Directions: Starting at the line that contains "negative clicks: (1157, 1366)", repeat each line exactly until the records end, keeping both the first and the last.

━━━ Information provided ━━━

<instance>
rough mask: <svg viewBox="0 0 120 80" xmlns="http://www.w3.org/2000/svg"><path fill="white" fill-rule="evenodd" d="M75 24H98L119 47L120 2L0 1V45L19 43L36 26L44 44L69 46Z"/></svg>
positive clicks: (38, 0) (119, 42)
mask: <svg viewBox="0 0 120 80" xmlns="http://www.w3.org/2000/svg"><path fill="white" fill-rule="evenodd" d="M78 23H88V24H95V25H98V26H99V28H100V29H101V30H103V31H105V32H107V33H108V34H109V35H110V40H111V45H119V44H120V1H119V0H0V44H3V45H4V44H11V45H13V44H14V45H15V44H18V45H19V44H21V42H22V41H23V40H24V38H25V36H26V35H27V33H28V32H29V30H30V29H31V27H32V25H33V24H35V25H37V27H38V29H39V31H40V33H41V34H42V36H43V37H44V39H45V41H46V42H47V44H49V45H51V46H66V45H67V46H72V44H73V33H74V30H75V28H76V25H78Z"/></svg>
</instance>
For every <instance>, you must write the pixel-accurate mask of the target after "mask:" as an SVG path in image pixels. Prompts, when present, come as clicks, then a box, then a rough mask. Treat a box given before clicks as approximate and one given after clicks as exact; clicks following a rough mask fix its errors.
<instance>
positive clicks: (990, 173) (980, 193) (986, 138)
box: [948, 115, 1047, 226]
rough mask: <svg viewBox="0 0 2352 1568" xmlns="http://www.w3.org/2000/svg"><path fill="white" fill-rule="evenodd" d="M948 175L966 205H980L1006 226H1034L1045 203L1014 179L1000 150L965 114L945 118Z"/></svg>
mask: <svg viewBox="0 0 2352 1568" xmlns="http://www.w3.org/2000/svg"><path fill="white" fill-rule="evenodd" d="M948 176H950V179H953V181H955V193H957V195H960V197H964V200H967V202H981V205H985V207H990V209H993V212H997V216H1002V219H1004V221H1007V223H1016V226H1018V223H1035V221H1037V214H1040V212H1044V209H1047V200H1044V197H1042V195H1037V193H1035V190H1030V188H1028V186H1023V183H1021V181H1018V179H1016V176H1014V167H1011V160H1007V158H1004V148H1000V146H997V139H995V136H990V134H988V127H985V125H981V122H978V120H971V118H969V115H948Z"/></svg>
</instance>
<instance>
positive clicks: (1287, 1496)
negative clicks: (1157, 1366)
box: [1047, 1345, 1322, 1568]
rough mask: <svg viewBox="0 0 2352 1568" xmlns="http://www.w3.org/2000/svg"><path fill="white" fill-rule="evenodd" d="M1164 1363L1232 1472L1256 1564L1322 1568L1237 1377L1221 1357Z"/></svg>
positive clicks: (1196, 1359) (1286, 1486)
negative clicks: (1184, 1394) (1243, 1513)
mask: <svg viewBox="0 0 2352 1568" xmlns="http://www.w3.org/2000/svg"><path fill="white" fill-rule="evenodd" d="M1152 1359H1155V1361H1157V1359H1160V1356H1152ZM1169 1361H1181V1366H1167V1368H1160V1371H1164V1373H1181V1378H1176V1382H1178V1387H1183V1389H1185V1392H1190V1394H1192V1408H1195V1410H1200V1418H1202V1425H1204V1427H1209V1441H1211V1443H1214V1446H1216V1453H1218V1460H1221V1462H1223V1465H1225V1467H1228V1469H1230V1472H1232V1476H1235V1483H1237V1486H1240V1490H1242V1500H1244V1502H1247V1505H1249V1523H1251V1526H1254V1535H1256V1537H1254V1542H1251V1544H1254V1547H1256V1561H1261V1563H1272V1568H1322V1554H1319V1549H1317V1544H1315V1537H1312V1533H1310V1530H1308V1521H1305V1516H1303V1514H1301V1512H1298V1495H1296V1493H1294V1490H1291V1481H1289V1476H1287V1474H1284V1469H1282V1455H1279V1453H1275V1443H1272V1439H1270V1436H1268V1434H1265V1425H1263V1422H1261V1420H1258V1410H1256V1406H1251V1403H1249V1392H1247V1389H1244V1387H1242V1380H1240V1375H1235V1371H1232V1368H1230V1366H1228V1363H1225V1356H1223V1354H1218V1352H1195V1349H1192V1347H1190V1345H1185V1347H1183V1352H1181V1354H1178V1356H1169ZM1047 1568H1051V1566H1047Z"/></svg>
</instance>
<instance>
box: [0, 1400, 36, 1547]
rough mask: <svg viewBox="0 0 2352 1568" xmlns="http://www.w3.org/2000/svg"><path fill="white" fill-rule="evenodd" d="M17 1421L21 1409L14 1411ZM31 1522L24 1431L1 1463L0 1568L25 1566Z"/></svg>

━━━

Task response:
negative clicks: (1157, 1366)
box: [1047, 1345, 1322, 1568]
rough mask: <svg viewBox="0 0 2352 1568" xmlns="http://www.w3.org/2000/svg"><path fill="white" fill-rule="evenodd" d="M1164 1363L1232 1472L1256 1564L1322 1568L1237 1377L1221 1357Z"/></svg>
positive clicks: (1196, 1359) (1286, 1486)
negative clicks: (1184, 1394) (1243, 1513)
mask: <svg viewBox="0 0 2352 1568" xmlns="http://www.w3.org/2000/svg"><path fill="white" fill-rule="evenodd" d="M1152 1359H1155V1361H1157V1359H1160V1356H1152ZM1169 1361H1181V1366H1167V1368H1160V1371H1164V1373H1181V1378H1176V1382H1178V1387H1183V1389H1185V1392H1190V1394H1192V1408H1195V1410H1200V1418H1202V1425H1204V1427H1209V1441H1211V1443H1214V1446H1216V1453H1218V1460H1221V1462H1223V1465H1225V1467H1228V1469H1230V1472H1232V1476H1235V1483H1237V1486H1240V1490H1242V1500H1244V1502H1247V1505H1249V1523H1251V1526H1254V1535H1256V1537H1254V1542H1251V1544H1254V1547H1256V1561H1261V1563H1272V1568H1322V1554H1319V1549H1317V1544H1315V1537H1312V1533H1310V1530H1308V1521H1305V1516H1303V1514H1301V1512H1298V1495H1296V1493H1294V1490H1291V1481H1289V1476H1287V1474H1284V1469H1282V1455H1279V1453H1275V1443H1272V1439H1270V1436H1268V1434H1265V1425H1263V1422H1261V1420H1258V1410H1256V1406H1251V1403H1249V1392H1247V1389H1244V1387H1242V1380H1240V1375H1235V1371H1232V1368H1230V1366H1228V1363H1225V1356H1223V1354H1218V1352H1195V1349H1192V1347H1190V1345H1185V1347H1183V1352H1181V1354H1178V1356H1169ZM1047 1568H1051V1566H1047Z"/></svg>
</instance>
<instance>
box: [0, 1400, 36, 1547]
rough mask: <svg viewBox="0 0 2352 1568" xmlns="http://www.w3.org/2000/svg"><path fill="white" fill-rule="evenodd" d="M17 1421L21 1409L14 1411ZM31 1522L24 1431L1 1463L0 1568L25 1566Z"/></svg>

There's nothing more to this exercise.